Task:
What you return must be every line below that includes the word "trail".

------------------------------------

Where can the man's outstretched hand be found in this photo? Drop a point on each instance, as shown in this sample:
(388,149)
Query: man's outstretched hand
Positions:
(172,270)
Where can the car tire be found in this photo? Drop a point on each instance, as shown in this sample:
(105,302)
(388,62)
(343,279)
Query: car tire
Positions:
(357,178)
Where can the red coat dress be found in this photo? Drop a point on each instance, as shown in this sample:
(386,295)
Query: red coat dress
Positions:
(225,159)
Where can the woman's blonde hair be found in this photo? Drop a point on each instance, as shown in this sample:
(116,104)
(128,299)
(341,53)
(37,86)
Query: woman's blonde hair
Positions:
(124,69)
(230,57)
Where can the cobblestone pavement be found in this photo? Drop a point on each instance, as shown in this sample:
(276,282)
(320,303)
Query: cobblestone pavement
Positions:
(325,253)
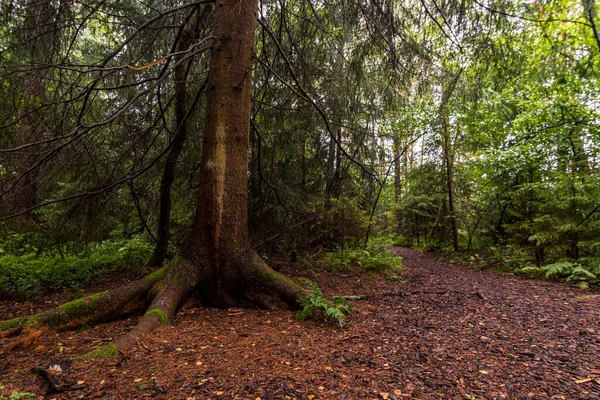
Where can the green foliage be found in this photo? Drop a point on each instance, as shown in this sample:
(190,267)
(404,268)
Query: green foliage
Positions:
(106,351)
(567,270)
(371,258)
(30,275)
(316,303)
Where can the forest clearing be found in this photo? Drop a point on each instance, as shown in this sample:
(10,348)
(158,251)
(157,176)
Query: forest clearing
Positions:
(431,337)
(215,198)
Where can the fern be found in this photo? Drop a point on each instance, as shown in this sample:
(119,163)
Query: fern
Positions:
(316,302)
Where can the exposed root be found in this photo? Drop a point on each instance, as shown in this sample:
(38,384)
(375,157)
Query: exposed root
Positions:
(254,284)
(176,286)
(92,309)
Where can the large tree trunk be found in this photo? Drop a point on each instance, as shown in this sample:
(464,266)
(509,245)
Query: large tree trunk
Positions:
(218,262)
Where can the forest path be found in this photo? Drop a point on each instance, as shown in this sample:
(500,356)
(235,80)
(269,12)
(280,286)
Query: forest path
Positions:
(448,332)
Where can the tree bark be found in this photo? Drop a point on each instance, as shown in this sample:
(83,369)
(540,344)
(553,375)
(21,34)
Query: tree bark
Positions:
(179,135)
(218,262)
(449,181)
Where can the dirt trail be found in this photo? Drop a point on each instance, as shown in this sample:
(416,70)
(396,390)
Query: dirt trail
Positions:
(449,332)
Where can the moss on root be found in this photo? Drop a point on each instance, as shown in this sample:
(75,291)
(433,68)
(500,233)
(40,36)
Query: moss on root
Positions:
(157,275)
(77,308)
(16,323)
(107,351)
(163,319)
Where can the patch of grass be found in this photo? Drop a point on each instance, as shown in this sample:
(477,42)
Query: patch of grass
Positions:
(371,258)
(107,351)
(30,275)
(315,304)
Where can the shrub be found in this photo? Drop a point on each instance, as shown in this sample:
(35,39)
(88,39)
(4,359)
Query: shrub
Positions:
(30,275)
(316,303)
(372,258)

------------------------------------

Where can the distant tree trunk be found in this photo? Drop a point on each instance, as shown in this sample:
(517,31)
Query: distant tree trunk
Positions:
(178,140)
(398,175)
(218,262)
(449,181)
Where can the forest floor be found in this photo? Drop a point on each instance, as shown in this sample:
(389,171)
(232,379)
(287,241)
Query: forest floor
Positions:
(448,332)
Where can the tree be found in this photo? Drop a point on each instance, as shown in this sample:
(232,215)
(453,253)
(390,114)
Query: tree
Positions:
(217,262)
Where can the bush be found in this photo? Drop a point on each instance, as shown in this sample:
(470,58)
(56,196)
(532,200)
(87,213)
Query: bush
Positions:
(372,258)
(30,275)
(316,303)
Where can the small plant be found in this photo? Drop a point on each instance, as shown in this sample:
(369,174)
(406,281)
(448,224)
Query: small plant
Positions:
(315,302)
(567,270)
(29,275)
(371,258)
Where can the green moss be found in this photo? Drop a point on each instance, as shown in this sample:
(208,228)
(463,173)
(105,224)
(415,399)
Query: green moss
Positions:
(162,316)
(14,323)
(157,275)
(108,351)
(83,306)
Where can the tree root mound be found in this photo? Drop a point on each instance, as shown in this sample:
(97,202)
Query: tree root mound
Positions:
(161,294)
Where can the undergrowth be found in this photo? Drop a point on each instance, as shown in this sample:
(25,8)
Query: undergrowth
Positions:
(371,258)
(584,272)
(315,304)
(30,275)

------------------------------------

Reply to the exercise:
Where can the dirt trail be found in this photo? Drop a point on each instance, as shown in this sample:
Query: dirt trail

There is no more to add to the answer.